#### Records for processing ####
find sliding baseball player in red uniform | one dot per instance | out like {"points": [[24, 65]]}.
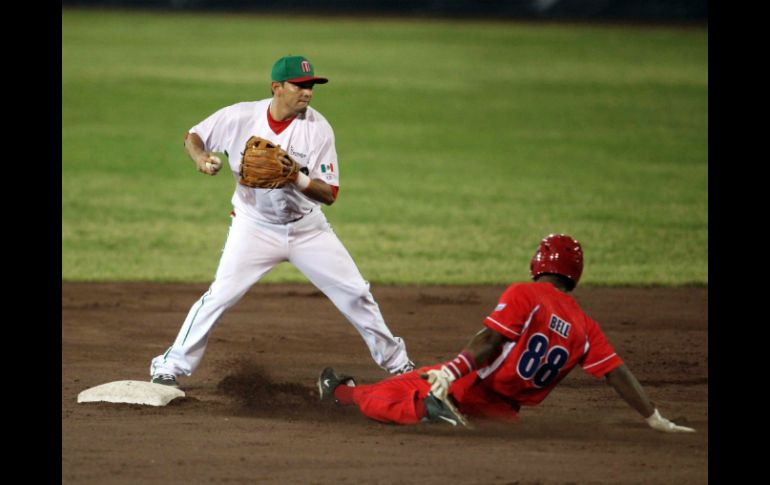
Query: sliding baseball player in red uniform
{"points": [[533, 338]]}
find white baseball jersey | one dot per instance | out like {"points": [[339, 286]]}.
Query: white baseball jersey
{"points": [[271, 226], [309, 140]]}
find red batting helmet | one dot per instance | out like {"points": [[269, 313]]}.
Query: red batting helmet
{"points": [[558, 254]]}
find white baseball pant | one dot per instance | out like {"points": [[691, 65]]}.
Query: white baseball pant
{"points": [[254, 248]]}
####
### Description of the task:
Could you write out the records again, starting at the line that has "find red batting" and continuing through the end of the records, with "white" switched to "gray" and nothing else changed?

### Finished exercise:
find red batting helmet | one dot per instance | out like {"points": [[269, 313]]}.
Query: red batting helmet
{"points": [[558, 254]]}
find gray baseball pant | one dot per instance | out like {"points": [[691, 65]]}.
Query: gray baseball pant
{"points": [[254, 248]]}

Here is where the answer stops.